- **Exercise objective**
Beginning with the line where "of the forested" appears, please restate each line of the records below word for word until the last one, inclusive, and nothing else.

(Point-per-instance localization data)

+++

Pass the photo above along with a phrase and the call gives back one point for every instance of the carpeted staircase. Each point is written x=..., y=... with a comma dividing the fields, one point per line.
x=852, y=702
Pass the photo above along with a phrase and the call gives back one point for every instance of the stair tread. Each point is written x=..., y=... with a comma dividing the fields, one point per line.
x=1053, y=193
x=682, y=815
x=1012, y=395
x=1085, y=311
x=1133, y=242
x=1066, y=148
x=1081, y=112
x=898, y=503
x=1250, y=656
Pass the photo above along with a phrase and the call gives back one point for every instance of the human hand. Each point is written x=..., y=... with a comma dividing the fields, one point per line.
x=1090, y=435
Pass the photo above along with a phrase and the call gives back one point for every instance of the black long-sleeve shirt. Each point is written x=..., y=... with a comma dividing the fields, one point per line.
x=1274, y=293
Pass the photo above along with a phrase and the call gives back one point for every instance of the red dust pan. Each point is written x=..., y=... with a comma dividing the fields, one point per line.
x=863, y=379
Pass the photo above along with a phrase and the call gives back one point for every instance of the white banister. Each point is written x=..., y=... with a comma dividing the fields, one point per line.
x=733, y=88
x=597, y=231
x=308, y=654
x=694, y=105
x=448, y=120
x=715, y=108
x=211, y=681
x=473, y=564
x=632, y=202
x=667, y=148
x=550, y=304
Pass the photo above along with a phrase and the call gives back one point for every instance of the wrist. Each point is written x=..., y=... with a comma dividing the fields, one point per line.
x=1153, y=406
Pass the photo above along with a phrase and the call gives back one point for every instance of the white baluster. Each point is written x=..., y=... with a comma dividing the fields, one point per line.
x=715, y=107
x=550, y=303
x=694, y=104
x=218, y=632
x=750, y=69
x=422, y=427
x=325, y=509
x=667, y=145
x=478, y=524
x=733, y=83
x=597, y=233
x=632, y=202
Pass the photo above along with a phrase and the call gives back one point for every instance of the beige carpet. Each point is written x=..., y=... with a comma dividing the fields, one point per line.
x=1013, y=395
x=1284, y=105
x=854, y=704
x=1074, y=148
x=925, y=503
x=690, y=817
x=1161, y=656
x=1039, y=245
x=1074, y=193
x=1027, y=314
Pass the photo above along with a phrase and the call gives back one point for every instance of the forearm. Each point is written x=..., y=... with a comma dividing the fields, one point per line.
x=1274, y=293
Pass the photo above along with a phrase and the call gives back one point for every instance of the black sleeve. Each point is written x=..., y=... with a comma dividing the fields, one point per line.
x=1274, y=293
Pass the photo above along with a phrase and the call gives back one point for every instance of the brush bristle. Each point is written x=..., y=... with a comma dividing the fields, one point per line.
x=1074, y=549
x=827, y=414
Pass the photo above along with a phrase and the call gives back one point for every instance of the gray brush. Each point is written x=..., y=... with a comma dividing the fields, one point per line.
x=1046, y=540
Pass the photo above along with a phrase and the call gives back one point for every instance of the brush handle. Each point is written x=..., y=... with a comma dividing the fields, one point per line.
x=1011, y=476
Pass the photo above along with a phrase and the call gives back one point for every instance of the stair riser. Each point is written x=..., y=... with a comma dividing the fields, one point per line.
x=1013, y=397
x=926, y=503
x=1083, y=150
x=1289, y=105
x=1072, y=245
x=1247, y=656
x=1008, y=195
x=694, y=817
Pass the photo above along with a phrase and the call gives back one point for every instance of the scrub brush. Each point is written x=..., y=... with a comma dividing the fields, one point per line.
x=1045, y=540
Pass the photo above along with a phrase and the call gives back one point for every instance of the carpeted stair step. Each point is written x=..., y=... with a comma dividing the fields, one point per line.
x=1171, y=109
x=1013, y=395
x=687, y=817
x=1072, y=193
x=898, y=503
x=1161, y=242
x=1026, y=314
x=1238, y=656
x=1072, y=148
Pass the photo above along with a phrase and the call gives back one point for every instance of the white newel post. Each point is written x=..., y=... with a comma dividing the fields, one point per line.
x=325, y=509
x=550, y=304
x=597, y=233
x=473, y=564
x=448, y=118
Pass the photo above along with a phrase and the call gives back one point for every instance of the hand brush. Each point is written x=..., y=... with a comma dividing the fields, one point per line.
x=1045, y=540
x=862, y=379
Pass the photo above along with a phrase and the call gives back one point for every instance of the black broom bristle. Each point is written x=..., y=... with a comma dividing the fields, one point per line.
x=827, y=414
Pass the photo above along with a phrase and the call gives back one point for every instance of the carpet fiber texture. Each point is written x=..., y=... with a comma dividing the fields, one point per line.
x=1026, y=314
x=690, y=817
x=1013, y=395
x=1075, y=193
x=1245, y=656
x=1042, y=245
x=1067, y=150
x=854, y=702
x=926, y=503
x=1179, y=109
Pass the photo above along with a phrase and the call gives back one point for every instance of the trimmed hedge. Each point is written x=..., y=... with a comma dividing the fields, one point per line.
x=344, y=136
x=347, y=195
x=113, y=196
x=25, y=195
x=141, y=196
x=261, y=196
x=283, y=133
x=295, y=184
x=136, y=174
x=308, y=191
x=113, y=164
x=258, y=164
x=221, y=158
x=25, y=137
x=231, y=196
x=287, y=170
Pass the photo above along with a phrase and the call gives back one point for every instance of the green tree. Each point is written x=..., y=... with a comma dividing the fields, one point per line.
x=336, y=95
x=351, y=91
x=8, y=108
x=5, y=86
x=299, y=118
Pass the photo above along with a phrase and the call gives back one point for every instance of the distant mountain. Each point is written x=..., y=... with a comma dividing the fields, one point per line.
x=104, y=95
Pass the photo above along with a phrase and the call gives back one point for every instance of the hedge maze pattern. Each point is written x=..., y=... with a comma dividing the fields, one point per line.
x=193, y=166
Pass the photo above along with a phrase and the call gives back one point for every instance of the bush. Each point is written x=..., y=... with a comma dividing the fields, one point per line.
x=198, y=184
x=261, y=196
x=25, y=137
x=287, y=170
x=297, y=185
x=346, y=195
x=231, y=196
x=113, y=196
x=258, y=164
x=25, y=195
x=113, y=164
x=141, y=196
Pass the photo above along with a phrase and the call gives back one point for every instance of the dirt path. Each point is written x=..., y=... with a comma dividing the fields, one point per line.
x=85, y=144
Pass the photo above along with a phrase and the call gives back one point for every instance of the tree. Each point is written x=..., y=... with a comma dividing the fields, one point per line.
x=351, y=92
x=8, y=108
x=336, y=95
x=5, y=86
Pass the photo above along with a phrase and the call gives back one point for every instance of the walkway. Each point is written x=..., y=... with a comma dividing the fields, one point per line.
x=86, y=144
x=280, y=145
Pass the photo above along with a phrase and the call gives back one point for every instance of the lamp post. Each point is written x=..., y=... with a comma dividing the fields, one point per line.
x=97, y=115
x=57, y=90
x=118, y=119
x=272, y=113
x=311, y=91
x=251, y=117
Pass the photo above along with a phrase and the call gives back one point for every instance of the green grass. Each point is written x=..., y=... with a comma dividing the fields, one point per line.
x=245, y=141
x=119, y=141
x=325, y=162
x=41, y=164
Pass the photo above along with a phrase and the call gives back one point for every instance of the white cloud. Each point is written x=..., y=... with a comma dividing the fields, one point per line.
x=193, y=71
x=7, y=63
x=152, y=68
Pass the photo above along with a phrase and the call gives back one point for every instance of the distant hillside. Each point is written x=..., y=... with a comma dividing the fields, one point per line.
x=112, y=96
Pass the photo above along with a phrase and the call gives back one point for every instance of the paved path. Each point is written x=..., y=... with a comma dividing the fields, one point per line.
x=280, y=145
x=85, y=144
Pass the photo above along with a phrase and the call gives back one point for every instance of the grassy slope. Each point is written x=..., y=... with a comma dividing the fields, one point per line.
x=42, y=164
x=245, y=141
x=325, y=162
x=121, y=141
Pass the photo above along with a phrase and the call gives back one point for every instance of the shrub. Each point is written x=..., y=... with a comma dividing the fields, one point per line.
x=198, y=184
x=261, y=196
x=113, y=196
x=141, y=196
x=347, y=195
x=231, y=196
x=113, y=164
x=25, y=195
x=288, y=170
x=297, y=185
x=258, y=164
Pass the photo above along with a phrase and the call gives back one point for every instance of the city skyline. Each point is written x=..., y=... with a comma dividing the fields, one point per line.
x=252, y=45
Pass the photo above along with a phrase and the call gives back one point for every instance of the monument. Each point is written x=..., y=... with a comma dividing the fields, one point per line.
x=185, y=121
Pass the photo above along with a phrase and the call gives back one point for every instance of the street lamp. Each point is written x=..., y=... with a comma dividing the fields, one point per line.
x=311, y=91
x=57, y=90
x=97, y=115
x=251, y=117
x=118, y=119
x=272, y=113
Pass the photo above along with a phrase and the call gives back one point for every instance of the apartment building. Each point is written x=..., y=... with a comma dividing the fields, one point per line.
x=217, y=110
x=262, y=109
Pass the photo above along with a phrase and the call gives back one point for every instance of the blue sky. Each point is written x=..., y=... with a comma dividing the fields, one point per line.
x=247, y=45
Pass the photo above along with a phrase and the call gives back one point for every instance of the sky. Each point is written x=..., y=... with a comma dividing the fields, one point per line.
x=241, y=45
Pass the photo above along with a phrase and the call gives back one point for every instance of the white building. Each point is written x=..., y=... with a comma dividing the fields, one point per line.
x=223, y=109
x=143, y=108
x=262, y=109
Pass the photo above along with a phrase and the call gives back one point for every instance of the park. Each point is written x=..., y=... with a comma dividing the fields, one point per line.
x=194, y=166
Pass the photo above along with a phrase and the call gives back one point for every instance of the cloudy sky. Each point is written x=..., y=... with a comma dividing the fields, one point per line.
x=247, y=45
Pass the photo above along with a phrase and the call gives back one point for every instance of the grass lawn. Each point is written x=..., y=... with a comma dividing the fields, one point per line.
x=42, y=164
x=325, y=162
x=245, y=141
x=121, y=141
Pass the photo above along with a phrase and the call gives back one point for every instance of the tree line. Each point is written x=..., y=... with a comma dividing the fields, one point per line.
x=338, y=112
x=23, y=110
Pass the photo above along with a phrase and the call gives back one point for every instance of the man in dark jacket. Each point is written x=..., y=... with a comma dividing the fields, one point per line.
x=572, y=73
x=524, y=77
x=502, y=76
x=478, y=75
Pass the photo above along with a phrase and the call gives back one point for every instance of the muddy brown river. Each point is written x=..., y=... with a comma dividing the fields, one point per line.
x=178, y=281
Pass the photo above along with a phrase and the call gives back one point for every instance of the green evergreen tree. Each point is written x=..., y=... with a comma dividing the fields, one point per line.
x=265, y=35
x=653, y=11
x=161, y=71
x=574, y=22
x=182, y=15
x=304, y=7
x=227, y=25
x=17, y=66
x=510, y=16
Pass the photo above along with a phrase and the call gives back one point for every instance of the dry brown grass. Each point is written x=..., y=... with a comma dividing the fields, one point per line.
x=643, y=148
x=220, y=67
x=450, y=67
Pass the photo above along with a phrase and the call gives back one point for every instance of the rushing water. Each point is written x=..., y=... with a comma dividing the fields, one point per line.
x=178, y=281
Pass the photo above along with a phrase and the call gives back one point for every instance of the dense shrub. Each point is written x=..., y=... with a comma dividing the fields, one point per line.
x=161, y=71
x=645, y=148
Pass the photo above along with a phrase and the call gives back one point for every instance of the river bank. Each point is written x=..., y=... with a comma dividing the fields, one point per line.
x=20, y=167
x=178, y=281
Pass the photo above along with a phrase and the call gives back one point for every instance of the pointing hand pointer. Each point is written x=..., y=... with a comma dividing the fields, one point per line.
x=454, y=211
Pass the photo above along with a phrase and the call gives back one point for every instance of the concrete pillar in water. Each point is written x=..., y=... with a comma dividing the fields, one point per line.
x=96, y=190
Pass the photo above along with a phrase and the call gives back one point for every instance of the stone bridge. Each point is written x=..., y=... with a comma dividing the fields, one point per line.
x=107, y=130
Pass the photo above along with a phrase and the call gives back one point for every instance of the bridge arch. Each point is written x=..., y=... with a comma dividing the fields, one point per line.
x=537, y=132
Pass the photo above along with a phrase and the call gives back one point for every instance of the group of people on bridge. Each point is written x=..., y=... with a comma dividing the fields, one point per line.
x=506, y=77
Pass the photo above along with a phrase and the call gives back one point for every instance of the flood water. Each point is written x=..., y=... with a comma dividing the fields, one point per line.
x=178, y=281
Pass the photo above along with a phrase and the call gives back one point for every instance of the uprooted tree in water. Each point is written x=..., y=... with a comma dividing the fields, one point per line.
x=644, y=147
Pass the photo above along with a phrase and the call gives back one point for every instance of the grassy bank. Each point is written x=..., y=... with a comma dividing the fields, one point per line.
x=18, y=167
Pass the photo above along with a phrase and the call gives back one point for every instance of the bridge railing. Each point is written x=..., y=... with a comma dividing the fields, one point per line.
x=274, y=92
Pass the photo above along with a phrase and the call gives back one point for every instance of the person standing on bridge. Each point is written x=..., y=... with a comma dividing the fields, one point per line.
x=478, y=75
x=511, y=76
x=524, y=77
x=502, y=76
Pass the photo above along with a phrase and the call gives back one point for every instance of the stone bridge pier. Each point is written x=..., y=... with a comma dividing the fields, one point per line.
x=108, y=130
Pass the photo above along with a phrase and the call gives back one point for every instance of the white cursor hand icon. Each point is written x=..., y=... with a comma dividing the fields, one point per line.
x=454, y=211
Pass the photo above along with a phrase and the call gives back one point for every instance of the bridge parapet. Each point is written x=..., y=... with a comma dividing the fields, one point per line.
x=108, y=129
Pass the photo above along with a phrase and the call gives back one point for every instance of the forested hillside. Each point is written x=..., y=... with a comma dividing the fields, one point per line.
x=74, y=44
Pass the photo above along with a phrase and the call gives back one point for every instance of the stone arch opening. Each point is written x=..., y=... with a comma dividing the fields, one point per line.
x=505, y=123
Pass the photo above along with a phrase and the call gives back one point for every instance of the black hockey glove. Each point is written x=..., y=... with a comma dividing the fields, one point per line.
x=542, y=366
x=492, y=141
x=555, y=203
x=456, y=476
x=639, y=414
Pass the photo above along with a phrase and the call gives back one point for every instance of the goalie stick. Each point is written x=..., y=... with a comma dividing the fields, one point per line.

+++

- **Solution**
Pass the photo above along with a phrase and the call gives back one point for every instance of the forested hillside. Each point is written x=..., y=... with a comma dividing the fields, one point per line.
x=74, y=44
Pass the photo above along with a phrase and the call gives back one point for every instance of the stone arch opening. Each point is written x=..., y=... with a comma dividing the fields, one point per line.
x=505, y=123
Pass the photo above along with a phrase and the call gives back one point for every instance of the black hockey glove. Each point is written x=..., y=... with a comma dividing the fields, one point per line.
x=542, y=366
x=492, y=141
x=555, y=203
x=456, y=476
x=639, y=414
Pass the photo above along with a phrase and the call gives back one point for every instance of the goalie stick. Each point is written x=..., y=... with a comma dividing the fields, one point per line.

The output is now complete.